§ PROBLEM: Please copy all of the entries below character for character, leaving the pictures out.

Image point annotation entries
━━━
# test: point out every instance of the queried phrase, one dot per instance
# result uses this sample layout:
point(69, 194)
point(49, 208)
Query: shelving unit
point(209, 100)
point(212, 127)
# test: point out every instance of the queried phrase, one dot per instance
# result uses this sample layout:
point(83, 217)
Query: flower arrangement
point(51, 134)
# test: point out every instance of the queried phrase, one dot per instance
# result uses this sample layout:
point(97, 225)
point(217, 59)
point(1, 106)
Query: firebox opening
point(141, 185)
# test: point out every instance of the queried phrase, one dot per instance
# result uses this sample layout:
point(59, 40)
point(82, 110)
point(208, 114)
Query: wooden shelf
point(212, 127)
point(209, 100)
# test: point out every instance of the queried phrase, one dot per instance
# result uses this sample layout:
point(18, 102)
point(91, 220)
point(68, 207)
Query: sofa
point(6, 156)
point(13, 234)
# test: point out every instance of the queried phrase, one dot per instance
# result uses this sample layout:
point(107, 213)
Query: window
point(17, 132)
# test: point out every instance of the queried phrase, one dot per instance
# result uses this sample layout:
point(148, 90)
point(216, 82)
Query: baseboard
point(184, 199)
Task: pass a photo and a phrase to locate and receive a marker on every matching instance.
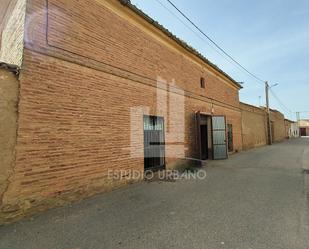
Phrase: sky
(270, 38)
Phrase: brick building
(304, 127)
(100, 86)
(99, 83)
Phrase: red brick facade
(86, 66)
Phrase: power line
(197, 34)
(214, 43)
(286, 109)
(218, 49)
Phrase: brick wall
(83, 86)
(254, 127)
(12, 32)
(279, 132)
(8, 126)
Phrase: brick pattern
(254, 126)
(76, 101)
(8, 127)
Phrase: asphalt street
(254, 200)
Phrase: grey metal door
(219, 137)
(154, 144)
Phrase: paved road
(256, 199)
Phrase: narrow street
(257, 199)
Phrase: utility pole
(269, 136)
(298, 122)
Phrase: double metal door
(154, 143)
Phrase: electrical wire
(214, 43)
(197, 34)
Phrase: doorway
(154, 143)
(204, 141)
(230, 137)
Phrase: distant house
(304, 127)
(291, 128)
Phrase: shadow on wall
(8, 126)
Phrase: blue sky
(269, 37)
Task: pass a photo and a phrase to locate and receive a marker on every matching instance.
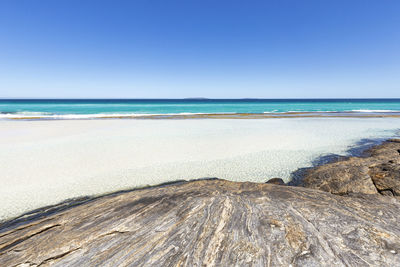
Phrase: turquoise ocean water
(91, 107)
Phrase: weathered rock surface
(209, 223)
(277, 181)
(377, 173)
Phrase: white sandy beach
(45, 162)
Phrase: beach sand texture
(45, 162)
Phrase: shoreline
(68, 159)
(364, 150)
(259, 223)
(265, 115)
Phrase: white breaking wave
(375, 110)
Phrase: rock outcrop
(378, 172)
(221, 223)
(210, 223)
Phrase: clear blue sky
(199, 48)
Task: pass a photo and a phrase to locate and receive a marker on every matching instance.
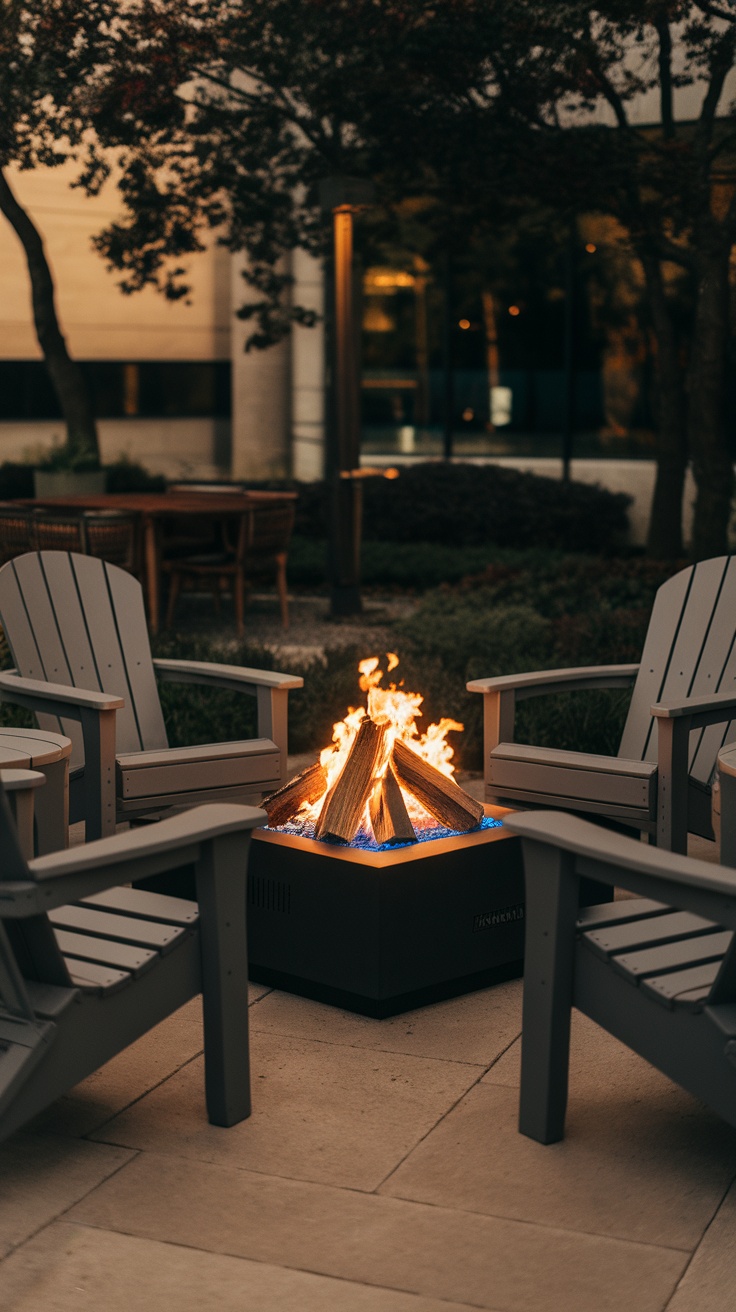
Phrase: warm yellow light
(388, 278)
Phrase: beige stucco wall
(97, 319)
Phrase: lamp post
(341, 197)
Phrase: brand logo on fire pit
(501, 916)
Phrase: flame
(402, 710)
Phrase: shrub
(475, 505)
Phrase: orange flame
(402, 710)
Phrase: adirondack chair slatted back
(78, 621)
(28, 947)
(689, 651)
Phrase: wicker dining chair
(108, 534)
(16, 530)
(261, 547)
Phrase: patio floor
(381, 1172)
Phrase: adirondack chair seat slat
━━━
§ WRITTEN SOLUTION:
# test: point out every instance of the queried phrase, one dot per instance
# result uses this sample layout:
point(69, 194)
point(49, 208)
Query: shelving unit
point(209, 100)
point(212, 127)
# test: point out every instance of the queried phrase, one dot per instance
# result uses this sample layout:
point(83, 217)
Query: flower arrangement
point(51, 134)
# test: point out every instance of the queried phrase, one dot per instance
# result uses this sample layout:
point(97, 225)
point(217, 59)
point(1, 106)
Query: firebox opening
point(141, 185)
# test: point out every instance of the queried phrase, one dot per instance
# result uses this sample layout:
point(59, 40)
point(82, 110)
point(208, 114)
Query: wooden shelf
point(212, 127)
point(209, 100)
# test: point out every instance of the queried phrase, one dot per instance
# result uses this sample layout:
point(18, 102)
point(91, 220)
point(68, 207)
Query: sofa
point(6, 156)
point(13, 234)
# test: point out every instance of the queried phrase, one dot per instance
# result uses this sample layout:
point(107, 213)
Query: window
point(17, 132)
# test: point out every instance of the queried phrase, one dot per instance
# result uses this sample layout:
point(148, 90)
point(216, 82)
Query: baseboard
point(184, 199)
Task: pass a photo and a phrase to locate and receive a marker on every matching instance.
Phrase: sky
(270, 38)
Phrase: brick building
(304, 127)
(100, 86)
(99, 83)
Phrase: red brick facade
(86, 66)
Phrase: power line
(197, 34)
(214, 43)
(286, 109)
(218, 49)
Phrase: brick wall
(83, 86)
(254, 127)
(12, 32)
(279, 132)
(8, 126)
Phrase: brick pattern
(254, 126)
(76, 101)
(8, 127)
Phrase: asphalt street
(254, 200)
Phrase: grey metal door
(219, 137)
(154, 144)
Phrase: paved road
(256, 199)
Phrase: narrow street
(257, 199)
Phrase: utility pole
(269, 136)
(298, 122)
Phrase: double metal door
(154, 143)
Phrase: electrical wire
(214, 43)
(197, 34)
Phrase: doorway
(154, 143)
(204, 141)
(230, 137)
Phrase: distant house
(304, 127)
(291, 128)
Phrase: shadow on wall
(8, 126)
Phrase: blue sky
(269, 37)
Task: pass a photo and a phrase to locate and receive a marker on every matching instance.
Phrase: turquoise ocean water
(91, 107)
Phrase: weathered rock surface
(209, 223)
(277, 181)
(377, 173)
Phrase: white sandy beach
(45, 162)
Phrase: beach sand texture
(45, 162)
Phrase: shoreline
(68, 159)
(364, 150)
(259, 223)
(265, 115)
Phrase: white breaking wave
(375, 110)
Phrase: rock outcrop
(378, 172)
(221, 223)
(210, 223)
Phrase: clear blue sky
(199, 48)
Task: pass a photo and a phrase to locate and receive a marker on every matching instance.
Phrase: warm yellow light
(388, 278)
Phrase: beige stucco wall
(97, 319)
Phrase: lamp post
(341, 197)
Phrase: brand logo on fire pit
(501, 916)
Phrase: flame
(402, 710)
Phrase: shrub
(475, 505)
Phrase: orange flame
(402, 710)
Phrase: adirondack chair slatted back
(78, 621)
(28, 947)
(689, 651)
Phrase: wicker dining chair
(108, 534)
(16, 530)
(261, 547)
Phrase: patio floor
(381, 1172)
Phrase: adirondack chair seat slat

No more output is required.